## [Source document]
···

Leetcode-0/1 knapsack problem
Ref:link
416. Partition Equal Subset Sum (Medium)
If you see a problem asks you to find two equal sums in the array, this means you need to find the half of all elements’ sum in the array. For this problem, we need to partition equal subset sum. At first, we calculate the sum of all elements. If we can find the half of sum in the input array, we can partition it into equal subset sum. Therefore, the problem is find the sum of elements which is equal to the target value. Obviously, this is 0/1 knapsack problem.
Here we use 1D array to represent dp array instead of 2D array. dp[i] means if the sum of some elements in the input array is i. For the second for loop, we iterate from the end of the array, because this can guarantee the value will not be larger. If we start from the start of the array, values will be larger than the correct answer.
If the sum of the whole array is m. Time complexity is O(mn). Space complexity is O(m). Here is the link.
public boolean canPartition(int[] nums) {
int ans =0;
for(int num:nums)ans+=num;
if(ans%2!=0)return false;
int target = ans/2;
int[]dp = new int[target+1];
for(int i =1;i<nums.length+1;i++){
for(int j =target;j>=1;j--){
if(nums[i-1]<=j){
dp[j]=Math.max(dp[j],dp[j-nums[i-1]]+nums[i-1]);
}
}
}
return dp[target]==target;
}
494. Target Sum (Medium)
I think this problem should be difficult but not medium. When I saw this problem, my first thought is recursion and backtracking. But the below solution is very nice and it’s difficult for me to get this solution.
Assume we have nums={a,b,c,d} and a+b-c-d=S. Assume a+b+c+d=total. We can get below relationships.
a+b-c-d=S
a+b=S+c+d
a+b+c+d=S+2*(c+d)
c+d=(total-S)/2
We can also get a+b=(total+S)/2. Both ways are correct. Now, we change the original problem to another problem which we are familiar with. Find the target sum in the input array. This time is a little different. We don’t want the sum but the number of ways to get the sum. dp[i] means the number of ways to get the sum i for all elements in nums. At first, let’s treat dp as 2D array. For nums[i]<=target, we can add it or not add it to the sum. If we add it, there are dp[i-1][j-nums[i]] ways to get the sum. If we don’t add it, there are dp[i-1][j] to get the sum. Therefore, dp[i][j] = dp[i-1][j]+dp[i-1][j-nums[i]]. And we transform it to 1D dp array. It will be dp[j] = dp[j]+dp[j-nums[i]].
If the value of target is m. Time complexity is O(mn). Space complexity is O(m). Here is the link.

···

## [Source material]
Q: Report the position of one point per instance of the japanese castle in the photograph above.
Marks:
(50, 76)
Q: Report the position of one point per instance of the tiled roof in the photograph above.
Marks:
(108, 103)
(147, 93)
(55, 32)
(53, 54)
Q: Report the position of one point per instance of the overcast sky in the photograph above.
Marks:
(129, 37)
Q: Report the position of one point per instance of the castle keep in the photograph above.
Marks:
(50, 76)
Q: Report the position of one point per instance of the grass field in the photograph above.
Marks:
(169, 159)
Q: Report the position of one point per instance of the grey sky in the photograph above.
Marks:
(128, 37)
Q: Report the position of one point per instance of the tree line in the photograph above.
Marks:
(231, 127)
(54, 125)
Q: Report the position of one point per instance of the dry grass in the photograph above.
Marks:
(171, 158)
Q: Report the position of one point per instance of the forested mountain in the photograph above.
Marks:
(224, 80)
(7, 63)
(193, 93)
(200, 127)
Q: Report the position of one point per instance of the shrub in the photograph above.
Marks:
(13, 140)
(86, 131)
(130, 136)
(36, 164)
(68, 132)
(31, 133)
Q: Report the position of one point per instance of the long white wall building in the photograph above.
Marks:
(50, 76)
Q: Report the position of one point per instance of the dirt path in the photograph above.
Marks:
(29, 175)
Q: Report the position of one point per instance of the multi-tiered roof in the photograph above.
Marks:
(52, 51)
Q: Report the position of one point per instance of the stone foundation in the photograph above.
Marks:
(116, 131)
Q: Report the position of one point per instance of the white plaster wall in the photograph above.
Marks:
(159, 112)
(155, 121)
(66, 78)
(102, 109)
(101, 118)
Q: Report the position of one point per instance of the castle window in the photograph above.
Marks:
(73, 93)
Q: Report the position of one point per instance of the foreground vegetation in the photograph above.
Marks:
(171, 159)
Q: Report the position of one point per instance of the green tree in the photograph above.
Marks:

···

## [Instruction 1]
According to the LeetCode notes, what is the space complexity of the Partition Equal Subset Sum solution?
## [Instruction 2]
Edit the records starting at the line containing "line in the photograph above." and ending at the last line of the records, replacing "shrub" with "bush" and leaving everything else unchanged.
The LeetCode notes and the records have no connection to each other.

## [Task answer 1]
The space complexity is O(m), where m is the sum of the whole array.

## [Task answer 2]
Q: Report the position of one point per instance of the tree line in the photograph above.
Marks:
(231, 127)
(54, 125)
Q: Report the position of one point per instance of the dry grass in the photograph above.
Marks:
(171, 158)
Q: Report the position of one point per instance of the forested mountain in the photograph above.
Marks:
(224, 80)
(7, 63)
(193, 93)
(200, 127)
Q: Report the position of one point per instance of the bush in the photograph above.
Marks:
(13, 140)
(86, 131)
(130, 136)
(36, 164)
(68, 132)
(31, 133)
Q: Report the position of one point per instance of the long white wall building in the photograph above.
Marks:
(50, 76)
Q: Report the position of one point per instance of the dirt path in the photograph above.
Marks:
(29, 175)
Q: Report the position of one point per instance of the multi-tiered roof in the photograph above.
Marks:
(52, 51)
Q: Report the position of one point per instance of the stone foundation in the photograph above.
Marks:
(116, 131)
Q: Report the position of one point per instance of the white plaster wall in the photograph above.
Marks:
(159, 112)
(155, 121)
(66, 78)
(102, 109)
(101, 118)
Q: Report the position of one point per instance of the castle window in the photograph above.
Marks:
(73, 93)
Q: Report the position of one point per instance of the foreground vegetation in the photograph above.
Marks:
(171, 159)
Q: Report the position of one point per instance of the green tree in the photograph above.
Marks:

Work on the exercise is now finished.